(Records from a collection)
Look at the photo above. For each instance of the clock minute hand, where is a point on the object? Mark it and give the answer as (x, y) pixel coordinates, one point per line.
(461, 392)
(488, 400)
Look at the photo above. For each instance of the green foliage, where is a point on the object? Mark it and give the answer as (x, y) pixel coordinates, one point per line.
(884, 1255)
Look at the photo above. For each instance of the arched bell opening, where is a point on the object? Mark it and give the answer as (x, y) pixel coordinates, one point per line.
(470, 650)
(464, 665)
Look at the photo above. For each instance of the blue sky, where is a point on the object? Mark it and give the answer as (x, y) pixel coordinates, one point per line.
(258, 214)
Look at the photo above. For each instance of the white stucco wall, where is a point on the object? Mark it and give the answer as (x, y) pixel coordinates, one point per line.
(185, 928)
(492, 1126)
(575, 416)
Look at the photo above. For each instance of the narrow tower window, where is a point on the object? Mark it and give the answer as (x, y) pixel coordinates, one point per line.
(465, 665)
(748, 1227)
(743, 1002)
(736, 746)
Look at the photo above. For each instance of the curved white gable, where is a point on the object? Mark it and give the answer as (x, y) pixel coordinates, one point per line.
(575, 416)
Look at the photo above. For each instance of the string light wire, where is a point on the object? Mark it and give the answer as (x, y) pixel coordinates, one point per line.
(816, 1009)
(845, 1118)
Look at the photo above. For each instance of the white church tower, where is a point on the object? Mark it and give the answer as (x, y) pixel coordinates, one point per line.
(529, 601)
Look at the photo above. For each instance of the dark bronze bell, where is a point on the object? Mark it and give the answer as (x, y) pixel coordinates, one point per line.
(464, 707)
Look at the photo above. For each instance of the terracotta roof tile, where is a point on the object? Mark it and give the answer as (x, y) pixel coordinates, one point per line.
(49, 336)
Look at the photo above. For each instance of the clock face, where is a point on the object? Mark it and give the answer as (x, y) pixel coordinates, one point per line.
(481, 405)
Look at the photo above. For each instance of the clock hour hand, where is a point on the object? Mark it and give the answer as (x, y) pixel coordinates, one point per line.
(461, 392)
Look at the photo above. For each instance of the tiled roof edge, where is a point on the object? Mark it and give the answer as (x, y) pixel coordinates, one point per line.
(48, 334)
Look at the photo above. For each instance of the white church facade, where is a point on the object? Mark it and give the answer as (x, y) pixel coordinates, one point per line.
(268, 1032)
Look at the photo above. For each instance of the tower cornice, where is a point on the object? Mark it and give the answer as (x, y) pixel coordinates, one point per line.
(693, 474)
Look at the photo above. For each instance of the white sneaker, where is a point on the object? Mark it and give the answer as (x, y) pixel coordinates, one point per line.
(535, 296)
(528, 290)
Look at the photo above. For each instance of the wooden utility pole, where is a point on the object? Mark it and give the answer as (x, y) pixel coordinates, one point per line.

• **TASK OBJECTIVE**: Write out every line exactly as it stands.

• **FULL ANSWER**:
Look at the photo above. For each instance of the clock minute hand, where is a point on the object? Mark it and give the answer as (x, y) pixel coordinates, one point per line.
(461, 392)
(488, 400)
Look at the photo above. For each instance of the green foliage, where is a point on the object? Mark it and give the answer as (x, y) pixel coordinates, one point per line.
(884, 1255)
Look at the photo above. For each instance of the arched bell opening, where is a point on the object? Mark it and give the answer as (x, y) pixel coordinates, one point per line.
(470, 650)
(464, 665)
Look at the photo above. For each instance of the blue sky, where is a point on the object? Mark it and give the answer as (x, y) pixel coordinates, one point per line.
(258, 214)
Look at the photo above. For each instance of the white stucco wall, where is a point on the object? Mark it and give the answer as (x, y) pixel coordinates, one point per line.
(185, 928)
(492, 1126)
(575, 416)
Look at the photo above. For each instance of the narrow tower window, where is a point on the object? Mark it and give the answer as (x, y) pixel coordinates, one point per line.
(465, 665)
(748, 1227)
(743, 1002)
(736, 746)
Look at the photo above. For each instance of the curved white gable, where is a point on the object? Mark it and give the answer as (x, y) pixel coordinates, one point per line.
(575, 416)
Look at the photo above. For each instance of the string light wire, where is a point on the object? Mark it and give the answer as (x, y) pixel coordinates, one point per line.
(816, 1009)
(845, 1118)
Look at the photo above. For each instance of the white church tower, where is a point on the object? Mark it and give the answer as (x, y) pixel coordinates, one point per line.
(529, 601)
Look at the photo above. For each instance of the dark bronze bell, where is a point on the object? Mark it and give the answer as (x, y) pixel coordinates, one point per line.
(464, 707)
Look at the photo above. For each instance of the terracotta roof tile, where is a point on the object? Mark it and give the answer as (x, y) pixel coordinates, one point per line.
(49, 336)
Look at the photo above. For each instance of the clock face, where is a point on the object? Mark it and give the answer as (x, y) pixel coordinates, one point per line.
(481, 405)
Look at the photo above. For each instance of the clock hour hand, where is a point on the object? Mark it and give the answer as (x, y) pixel coordinates, one point per line.
(461, 392)
Look at the photo above. For each instance of the tiled roof edge, where is a point on the object? Mark it and give the answer as (x, y) pixel coordinates, one point per line.
(48, 334)
Look at the photo above. For each instance of the white church facade, where is a point on the object? Mark it and give the answer as (x, y) pixel coordinates, one point per line.
(268, 1032)
Look at the photo above. For each instance of the tower cornice, where is a point on the object? Mark it and give the answer as (x, y) pixel coordinates, one point per line.
(693, 474)
Look at the photo above. For each instance of the white sneaker, where is a point on the object? Mark it and give the answer as (x, y) pixel coordinates, one point per line.
(535, 296)
(528, 290)
Look at the photo above. For each instance of the wooden utility pole, where is a point on the object? Mark it and give the answer as (x, y) pixel coordinates, one point per line.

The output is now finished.